— BEGIN —

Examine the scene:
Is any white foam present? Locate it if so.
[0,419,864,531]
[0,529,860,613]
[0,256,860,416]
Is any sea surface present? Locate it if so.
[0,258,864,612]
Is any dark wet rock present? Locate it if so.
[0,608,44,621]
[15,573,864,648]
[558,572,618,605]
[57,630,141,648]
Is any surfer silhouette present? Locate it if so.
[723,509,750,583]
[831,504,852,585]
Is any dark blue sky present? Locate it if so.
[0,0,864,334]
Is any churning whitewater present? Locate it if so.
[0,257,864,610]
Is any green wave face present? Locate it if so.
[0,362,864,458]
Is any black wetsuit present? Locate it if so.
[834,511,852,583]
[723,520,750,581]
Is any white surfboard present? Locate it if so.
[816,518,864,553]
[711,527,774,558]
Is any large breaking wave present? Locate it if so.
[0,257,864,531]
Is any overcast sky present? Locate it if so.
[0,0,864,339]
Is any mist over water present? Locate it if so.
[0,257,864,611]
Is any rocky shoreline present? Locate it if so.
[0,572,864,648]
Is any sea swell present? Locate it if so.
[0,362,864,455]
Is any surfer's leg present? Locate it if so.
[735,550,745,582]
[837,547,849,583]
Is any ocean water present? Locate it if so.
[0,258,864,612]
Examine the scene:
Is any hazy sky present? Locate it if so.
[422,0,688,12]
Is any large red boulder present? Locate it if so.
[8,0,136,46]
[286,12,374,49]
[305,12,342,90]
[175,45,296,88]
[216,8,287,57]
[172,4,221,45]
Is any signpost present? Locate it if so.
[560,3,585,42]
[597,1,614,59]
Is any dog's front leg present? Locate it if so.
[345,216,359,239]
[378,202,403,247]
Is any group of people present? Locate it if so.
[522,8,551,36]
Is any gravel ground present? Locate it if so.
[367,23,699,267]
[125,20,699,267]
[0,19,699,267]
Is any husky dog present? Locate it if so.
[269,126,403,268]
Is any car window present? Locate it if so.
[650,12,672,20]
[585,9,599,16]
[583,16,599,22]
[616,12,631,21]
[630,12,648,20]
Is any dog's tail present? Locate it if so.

— END —

▶ _STATED PROBLEM_: Rewrite the data above as a numbered list, one item per line, leaving out any blank lines.

▶ _RESPONSE BELOW_:
1. Examine the scene:
2. Is any white foam present? Locate it if so.
3. [0,419,864,531]
4. [0,529,860,613]
5. [0,256,860,416]
6. Is any sea surface present? Locate it if so.
7. [0,258,864,612]
8. Is any dark wet rock present? Locate it if so.
9. [0,608,44,621]
10. [15,573,864,648]
11. [558,572,618,605]
12. [57,630,141,648]
13. Is any surfer silhouette present? Locate it if so.
14. [723,509,750,583]
15. [831,504,852,585]
16. Is any dark blue sky present? Locate it if so.
17. [0,0,864,334]
18. Is any churning whitewater present? Locate it if so.
19. [0,257,864,610]
20. Is any green wave face present? Locate it if so.
21. [0,362,864,458]
22. Is any black wetsuit present? Locate it if so.
23. [834,511,852,583]
24. [723,520,750,581]
25. Is any white surfboard present? Locate it if so.
26. [816,518,864,553]
27. [711,527,774,558]
28. Is any large breaking wave present? Locate it if so.
29. [0,257,864,531]
30. Is any overcast sky present? Locate it if so.
31. [0,0,864,339]
32. Is any mist over water present? Locate it if so.
33. [0,257,864,611]
34. Is any rocky shoreline present? Locate it if so.
35. [0,572,864,648]
36. Is any sea swell present? Locate it if so.
37. [0,362,864,455]
38. Is any surfer's leg present? Locate it if so.
39. [735,550,745,582]
40. [837,547,849,583]
41. Is any ocean water present? Locate it if so.
42. [0,258,864,612]
43. Examine the scene:
44. Is any hazy sky present? Locate it if so.
45. [422,0,688,12]
46. Is any large red boulder present? Locate it if so.
47. [8,0,136,46]
48. [286,12,374,49]
49. [305,12,342,90]
50. [175,45,296,88]
51. [216,8,287,57]
52. [172,4,221,45]
53. Is any signpost present? Locate it if so.
54. [560,3,585,42]
55. [597,1,614,59]
56. Is any dog's front leg present? Locate it if so.
57. [345,216,359,239]
58. [378,202,403,247]
59. Is any group of people present? Locate it if so.
60. [522,8,551,36]
61. Is any gravel ground present? Locate it if so.
62. [367,23,699,267]
63. [125,20,699,267]
64. [0,19,699,267]
65. Is any husky dog present? Locate it if so.
66. [269,126,403,268]
67. Is any car window present? Locate it if so.
68. [650,12,672,20]
69. [585,9,599,16]
70. [583,16,599,22]
71. [616,12,631,21]
72. [630,12,648,20]
73. Is any dog's tail present? Locate it if so.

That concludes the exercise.